> **Alıntılanan Metin**:
İngilizce’de İsim-Fiil ve Mastar Karşılaştırması – Gerunds vs Infinitives in English

İngilizcede dilbilgisinin en kafa karıştırıcı konularından biri, bir fiilden sonra ne zaman bir isim-fiil (gerund) kullanacağınızı ve ne zaman bir mastar (infinitive) kullanacağınızı anlamaktır. Her ikisi de fiillerden türetilmiş olsalar da, cümle içindeki işlevleri ve kullanıldıkları bağlamlar açısından önemli farklılıklar gösterirler. Bu bölüm, isim-fiiller ve mastarlar arasındaki temel farkları, bu yapıların hangi fiillerle birlikte kullanıldığını ve yaygın yapılan hataları detaylı bir şekilde açıklayacaktır.

İçindekiler

Yukarıdaki bağlantılara tıklayarak makalenin ilgili bölümüne gidebilirsiniz.


İsim-Fiiller ve Mastarlar Arasındaki Temel Farklar

İsim-fiiller ve mastarlar, bir fiilin isim veya başka bir fiil gibi hareket etmesini sağlayan fiil dışı formlardır. Ancak kullanımları ve anlamları büyük ölçüde farklılık gösterebilir. Genel olarak, bir fiilden sonra neyin geleceği, o fiilin anlamına ve kullanımına bağlıdır. Bazı fiiller yalnızca isim-fiil alırken, bazıları yalnızca mastar alır ve bazıları ise her ikisini de alabilir ancak anlamları değişebilir.

İsim-fiiller genellikle bir eylemi veya aktiviteyi genel olarak ifade eder. Bir isim gibi işlev görerek bir cümlenin öznesi, nesnesi veya tümleyeni olabilirler. Örneğin, “I enjoy swimming .” (Yüzmekten hoşlanırım.) cümlesinde “swimming” bir aktiviteyi genel olarak ifade eder ve “enjoy” fiilinin nesnesi konumundadır.

Mastarlar ise genellikle bir amacı, niyeti veya potansiyel bir eylemi ifade eder. Bir fiilin ‘to’ ile başlayan temel hali veya bazen ‘to’ olmadan yalın hali olabilirler. Örneğin, “I want to swim .” (Yüzmek istiyorum.) cümlesinde “to swim” bir amaca veya gelecekteki bir eyleme işaret eder ve “want” fiilinden sonra gelir.

> **Veri Kümesi Alıntıları**:
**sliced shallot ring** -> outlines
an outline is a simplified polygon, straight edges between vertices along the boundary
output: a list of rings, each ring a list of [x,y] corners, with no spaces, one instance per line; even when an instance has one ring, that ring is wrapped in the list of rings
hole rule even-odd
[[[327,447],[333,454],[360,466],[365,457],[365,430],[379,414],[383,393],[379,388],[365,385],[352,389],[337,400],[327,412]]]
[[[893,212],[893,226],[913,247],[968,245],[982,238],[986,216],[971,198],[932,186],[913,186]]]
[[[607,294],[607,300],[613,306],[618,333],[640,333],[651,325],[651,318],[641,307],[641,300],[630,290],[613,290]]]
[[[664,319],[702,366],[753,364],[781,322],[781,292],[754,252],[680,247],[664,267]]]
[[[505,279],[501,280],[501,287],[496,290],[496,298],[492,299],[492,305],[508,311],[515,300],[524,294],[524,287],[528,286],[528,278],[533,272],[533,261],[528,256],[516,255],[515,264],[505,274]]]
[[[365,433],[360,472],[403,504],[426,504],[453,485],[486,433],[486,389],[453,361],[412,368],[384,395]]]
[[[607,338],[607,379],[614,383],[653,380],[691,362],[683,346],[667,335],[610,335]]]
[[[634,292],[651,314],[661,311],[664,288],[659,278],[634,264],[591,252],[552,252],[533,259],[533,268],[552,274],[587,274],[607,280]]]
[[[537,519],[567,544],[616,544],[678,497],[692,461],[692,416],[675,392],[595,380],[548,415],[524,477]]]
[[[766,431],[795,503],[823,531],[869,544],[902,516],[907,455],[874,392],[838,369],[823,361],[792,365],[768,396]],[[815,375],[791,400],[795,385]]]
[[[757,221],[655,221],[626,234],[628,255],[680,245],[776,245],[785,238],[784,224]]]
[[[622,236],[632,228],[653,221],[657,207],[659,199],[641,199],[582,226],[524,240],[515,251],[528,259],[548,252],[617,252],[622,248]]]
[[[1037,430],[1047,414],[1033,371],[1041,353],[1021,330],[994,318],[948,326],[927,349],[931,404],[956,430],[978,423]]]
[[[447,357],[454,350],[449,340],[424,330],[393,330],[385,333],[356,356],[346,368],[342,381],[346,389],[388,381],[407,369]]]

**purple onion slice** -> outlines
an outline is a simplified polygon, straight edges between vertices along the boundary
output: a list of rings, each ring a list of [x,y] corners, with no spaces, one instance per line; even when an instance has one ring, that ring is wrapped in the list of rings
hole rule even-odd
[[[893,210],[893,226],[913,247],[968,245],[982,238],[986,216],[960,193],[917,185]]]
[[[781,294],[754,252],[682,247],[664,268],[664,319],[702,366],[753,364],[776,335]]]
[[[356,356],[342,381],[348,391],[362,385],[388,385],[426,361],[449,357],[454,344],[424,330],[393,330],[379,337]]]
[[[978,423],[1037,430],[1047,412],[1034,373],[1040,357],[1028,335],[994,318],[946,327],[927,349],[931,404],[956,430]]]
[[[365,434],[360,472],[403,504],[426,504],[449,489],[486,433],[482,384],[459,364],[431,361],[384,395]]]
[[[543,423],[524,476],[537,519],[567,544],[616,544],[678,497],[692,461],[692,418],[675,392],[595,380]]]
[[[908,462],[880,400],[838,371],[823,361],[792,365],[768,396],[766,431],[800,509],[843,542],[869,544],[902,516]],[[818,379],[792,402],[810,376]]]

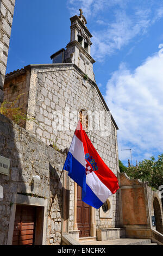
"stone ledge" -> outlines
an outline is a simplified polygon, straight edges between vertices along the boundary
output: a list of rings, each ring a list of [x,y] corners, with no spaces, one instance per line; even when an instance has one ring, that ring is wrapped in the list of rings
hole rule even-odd
[[[61,239],[62,245],[80,245],[80,243],[75,240],[70,235],[62,235]]]
[[[97,240],[106,241],[126,237],[125,228],[111,228],[97,229]]]

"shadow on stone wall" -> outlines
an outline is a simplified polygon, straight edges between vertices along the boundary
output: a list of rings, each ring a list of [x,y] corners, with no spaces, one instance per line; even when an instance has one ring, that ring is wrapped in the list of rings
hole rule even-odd
[[[52,206],[52,212],[53,212],[53,208],[55,208],[56,206],[57,206],[58,207],[59,206],[59,209],[58,209],[58,216],[59,216],[59,214],[60,214],[61,219],[62,218],[64,221],[67,220],[69,218],[70,190],[66,189],[64,187],[64,172],[62,173],[61,177],[59,182],[59,180],[60,178],[61,172],[60,175],[59,175],[58,170],[57,170],[56,169],[55,169],[55,168],[53,167],[51,163],[49,164],[49,190],[52,192],[52,198],[53,198],[56,194],[56,196],[55,197],[55,200],[53,203]],[[57,186],[58,185],[58,186],[57,188]],[[64,207],[63,206],[64,196],[65,197],[65,200],[64,202],[66,204],[67,207],[65,207],[65,207]],[[63,211],[63,208],[67,208],[68,210]],[[57,219],[58,220],[58,218],[57,218]]]
[[[2,79],[2,75],[0,74],[0,105],[3,102],[4,92],[3,91],[3,81]]]

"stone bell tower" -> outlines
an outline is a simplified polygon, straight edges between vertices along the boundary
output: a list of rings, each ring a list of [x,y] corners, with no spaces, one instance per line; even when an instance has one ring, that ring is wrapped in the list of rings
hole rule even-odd
[[[79,9],[80,15],[70,18],[71,40],[67,45],[65,52],[65,62],[73,63],[79,68],[84,75],[95,82],[93,71],[93,64],[95,60],[91,56],[90,38],[92,35],[86,25],[86,20]]]

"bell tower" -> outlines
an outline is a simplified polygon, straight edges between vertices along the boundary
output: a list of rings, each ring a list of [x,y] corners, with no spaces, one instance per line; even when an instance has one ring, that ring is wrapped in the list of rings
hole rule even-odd
[[[90,39],[92,35],[87,28],[87,22],[79,9],[79,16],[70,18],[71,26],[70,42],[65,51],[65,62],[73,63],[79,67],[84,75],[95,81],[93,71],[93,64],[95,60],[91,56]]]

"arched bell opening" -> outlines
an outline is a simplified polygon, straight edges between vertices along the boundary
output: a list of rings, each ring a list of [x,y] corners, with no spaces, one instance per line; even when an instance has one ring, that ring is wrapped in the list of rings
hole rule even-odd
[[[80,44],[80,45],[82,45],[82,41],[83,41],[83,38],[81,35],[81,33],[79,31],[78,34],[78,42]]]

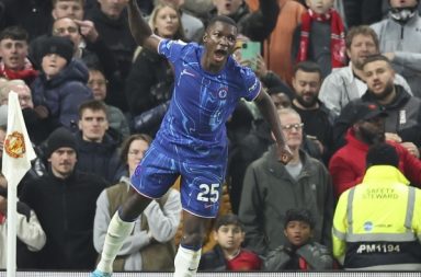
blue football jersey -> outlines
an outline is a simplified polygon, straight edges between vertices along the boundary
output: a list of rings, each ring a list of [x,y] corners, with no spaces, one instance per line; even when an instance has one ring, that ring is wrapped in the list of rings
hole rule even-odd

> **Görev Talimatları**:
[a] İsim-fiiller ve mastarlar hakkındaki metne göre mastarlar genellikle neyi ifade eder?
[b] İsim-fiiller ve mastarlar hakkındaki metinde "İsim-fiiller genellikle bir" sözcüklerinden "fiilinden sonra gelir." sözcüklerine kadar uzanan bölümün tamamını hiç değiştirmeden yazın.
Öğeler başka bir kaynaktan alınmıştır.

> **Yazılı Cevaplar**:
[a] Bir amacı, niyeti veya potansiyel bir eylemi.

[b]
İsim-fiiller genellikle bir eylemi veya aktiviteyi genel olarak ifade eder. Bir isim gibi işlev görerek bir cümlenin öznesi, nesnesi veya tümleyeni olabilirler. Örneğin, “I enjoy swimming .” (Yüzmekten hoşlanırım.) cümlesinde “swimming” bir aktiviteyi genel olarak ifade eder ve “enjoy” fiilinin nesnesi konumundadır.

Mastarlar ise genellikle bir amacı, niyeti veya potansiyel bir eylemi ifade eder. Bir fiilin ‘to’ ile başlayan temel hali veya bazen ‘to’ olmadan yalın hali olabilirler. Örneğin, “I want to swim .” (Yüzmek istiyorum.) cümlesinde “to swim” bir amaca veya gelecekteki bir eyleme işaret eder ve “want” fiilinden sonra gelir.